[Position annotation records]
▬▬▬

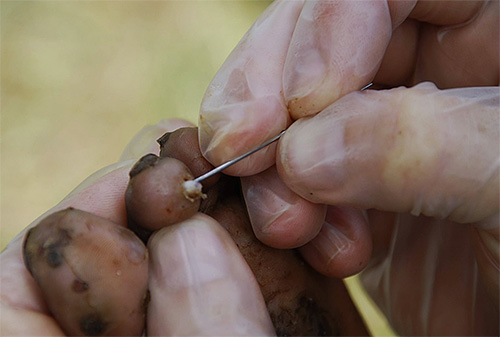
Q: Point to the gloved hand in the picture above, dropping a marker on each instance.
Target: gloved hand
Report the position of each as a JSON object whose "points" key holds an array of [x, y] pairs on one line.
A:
{"points": [[199, 282], [412, 171]]}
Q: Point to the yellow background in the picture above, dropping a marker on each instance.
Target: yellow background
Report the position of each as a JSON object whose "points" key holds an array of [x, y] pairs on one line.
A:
{"points": [[79, 79]]}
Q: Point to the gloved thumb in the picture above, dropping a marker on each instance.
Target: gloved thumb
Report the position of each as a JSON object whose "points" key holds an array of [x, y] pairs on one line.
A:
{"points": [[419, 150]]}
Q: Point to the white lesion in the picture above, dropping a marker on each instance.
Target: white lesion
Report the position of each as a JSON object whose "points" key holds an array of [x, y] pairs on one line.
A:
{"points": [[192, 190]]}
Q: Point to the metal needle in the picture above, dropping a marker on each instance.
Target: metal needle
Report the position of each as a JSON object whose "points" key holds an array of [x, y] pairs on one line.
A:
{"points": [[234, 161]]}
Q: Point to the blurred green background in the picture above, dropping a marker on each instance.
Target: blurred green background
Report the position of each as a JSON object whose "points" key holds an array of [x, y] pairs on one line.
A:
{"points": [[79, 79]]}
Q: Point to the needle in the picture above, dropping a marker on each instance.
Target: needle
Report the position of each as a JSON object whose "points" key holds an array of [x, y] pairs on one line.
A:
{"points": [[234, 161]]}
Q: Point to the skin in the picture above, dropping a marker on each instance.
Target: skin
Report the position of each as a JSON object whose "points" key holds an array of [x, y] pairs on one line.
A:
{"points": [[388, 163]]}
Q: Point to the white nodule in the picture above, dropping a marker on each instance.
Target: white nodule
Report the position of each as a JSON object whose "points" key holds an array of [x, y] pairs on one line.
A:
{"points": [[192, 190]]}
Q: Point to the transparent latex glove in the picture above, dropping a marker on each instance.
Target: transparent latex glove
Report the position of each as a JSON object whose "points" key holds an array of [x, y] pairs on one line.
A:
{"points": [[414, 157], [188, 262]]}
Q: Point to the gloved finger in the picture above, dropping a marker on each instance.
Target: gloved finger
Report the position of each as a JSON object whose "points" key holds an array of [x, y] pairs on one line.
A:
{"points": [[102, 194], [448, 54], [343, 246], [418, 150], [243, 105], [340, 46], [280, 218], [336, 48], [104, 197], [201, 285], [486, 241]]}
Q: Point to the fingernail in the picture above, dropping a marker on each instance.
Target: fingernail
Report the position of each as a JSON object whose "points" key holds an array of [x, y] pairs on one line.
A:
{"points": [[263, 204], [189, 256], [200, 283], [113, 168], [330, 242], [312, 156]]}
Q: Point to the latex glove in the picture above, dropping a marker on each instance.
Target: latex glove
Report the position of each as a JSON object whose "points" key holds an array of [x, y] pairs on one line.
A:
{"points": [[419, 151], [199, 282]]}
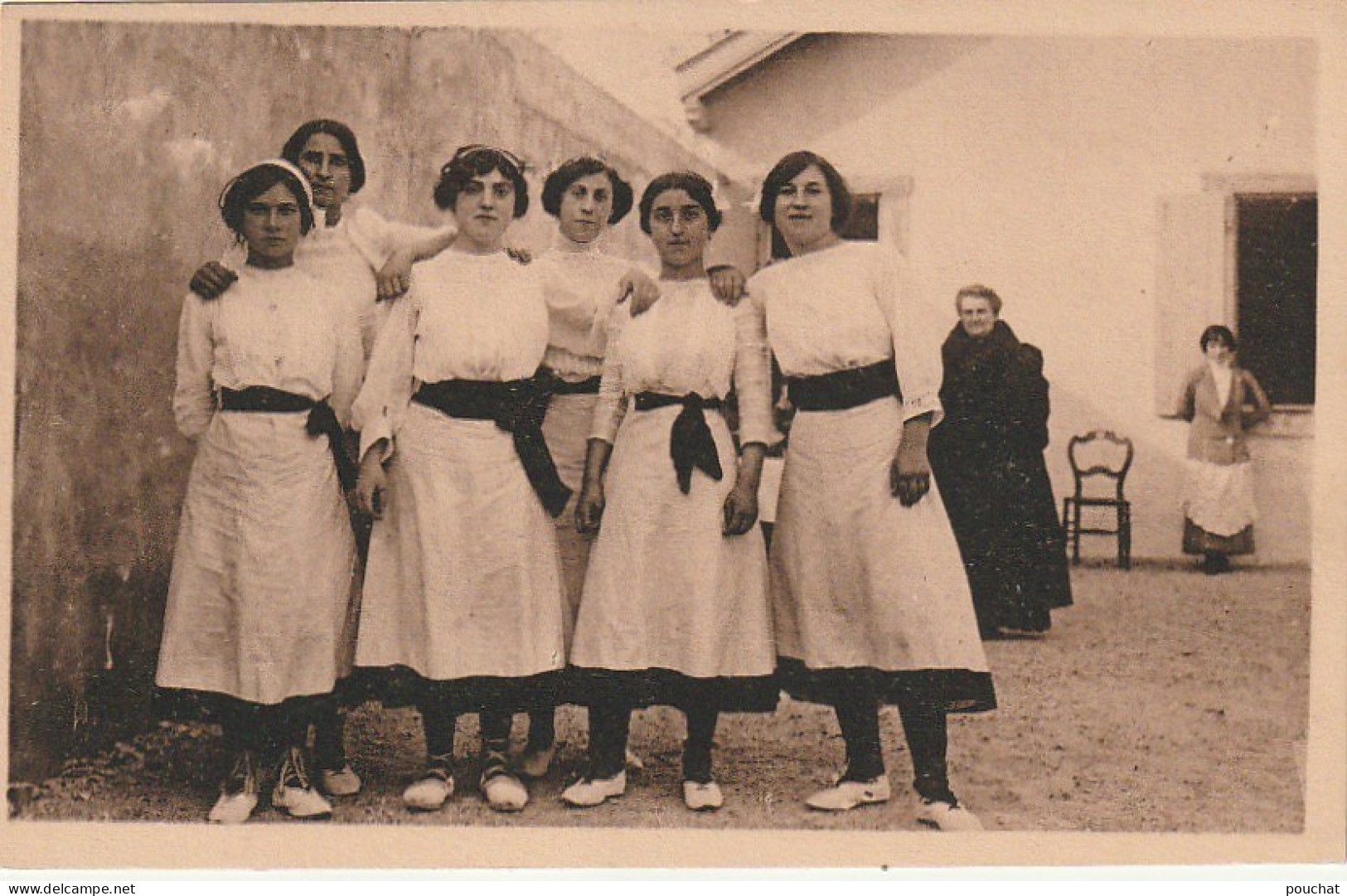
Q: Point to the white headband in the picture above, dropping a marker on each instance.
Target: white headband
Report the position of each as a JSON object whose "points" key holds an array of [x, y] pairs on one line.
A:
{"points": [[288, 166]]}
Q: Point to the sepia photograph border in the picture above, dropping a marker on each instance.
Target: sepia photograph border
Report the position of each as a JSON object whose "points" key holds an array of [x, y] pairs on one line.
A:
{"points": [[1325, 838]]}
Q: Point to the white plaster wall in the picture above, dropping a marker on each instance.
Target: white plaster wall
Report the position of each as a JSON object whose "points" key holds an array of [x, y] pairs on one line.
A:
{"points": [[1038, 165]]}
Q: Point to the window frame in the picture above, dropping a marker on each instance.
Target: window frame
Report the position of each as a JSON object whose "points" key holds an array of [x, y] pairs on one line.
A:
{"points": [[1288, 420]]}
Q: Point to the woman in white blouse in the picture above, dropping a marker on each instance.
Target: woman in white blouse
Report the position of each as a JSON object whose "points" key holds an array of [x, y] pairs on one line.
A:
{"points": [[463, 583], [675, 605], [362, 260], [582, 286], [262, 569], [870, 600]]}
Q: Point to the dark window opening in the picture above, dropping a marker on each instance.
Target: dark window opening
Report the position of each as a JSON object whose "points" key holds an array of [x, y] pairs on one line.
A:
{"points": [[1276, 293]]}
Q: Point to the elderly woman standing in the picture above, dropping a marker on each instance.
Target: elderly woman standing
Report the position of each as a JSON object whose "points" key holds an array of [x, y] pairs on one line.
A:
{"points": [[675, 607], [1221, 400], [872, 604], [582, 286], [987, 460], [463, 583], [262, 570]]}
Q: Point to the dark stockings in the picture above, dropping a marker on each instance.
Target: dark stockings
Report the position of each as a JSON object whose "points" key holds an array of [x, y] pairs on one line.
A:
{"points": [[928, 739], [610, 725], [542, 729], [858, 717], [329, 734], [696, 749], [439, 724], [924, 726]]}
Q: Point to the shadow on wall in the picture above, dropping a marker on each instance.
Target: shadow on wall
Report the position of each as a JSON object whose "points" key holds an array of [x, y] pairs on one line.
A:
{"points": [[129, 129], [99, 480]]}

▬▬▬

● Task goal: From the "Q: Point to the window" line to the close of the listing, restate each line word for word.

● Solution to the problem:
Q: Point to the window frame in the picture above, dropping a marker on each instance.
Target: window frame
Report the position of each as a JSON object whose "points" key holds an array of [x, y] pairs on one line.
A:
{"points": [[1288, 420]]}
Q: Point to the woman in white blouse in the picture above, dropping a marker on each instance.
Target: woman in white blouse
Report the position of each as a JSON object whose "points" key holds an array of [x, y] pairs on one line.
A:
{"points": [[463, 583], [675, 605], [362, 260], [582, 286], [262, 569], [870, 600]]}
Q: Point to the dark window opening in the picture above, dropping a marker on each instance.
Target: dark window opening
Report the position of each as a JSON object whose "points" key holds an array of [x, y] pairs on one line.
A:
{"points": [[1276, 293]]}
Q: Point to the elderly woman standing in the picture above, dropping a marker on each instance.
Target: elderly woman standing
Report the position of each as a JSON object whose "points" key holds an array of [x, y] pairs on one line.
A:
{"points": [[675, 607], [1221, 400], [872, 604], [582, 286], [987, 460], [463, 583], [262, 570]]}
Q: Point to the dark stockings in the picture above, dropping a marker on each instance.
Target: dark stockings
Report the position of each as a JSON object whose "points" key holds an array of [x, y] pairs on one line.
A:
{"points": [[928, 739], [610, 725], [542, 729], [858, 717], [329, 734], [696, 749], [439, 724], [924, 726]]}
Q: Point to the shadow on wall in the picture above, dropping a marker on each instance.
Target: shadow on wall
Report the position of each as a JSON object whose "points" key holds an array of [x, y] pairs on one line.
A:
{"points": [[129, 129], [99, 480]]}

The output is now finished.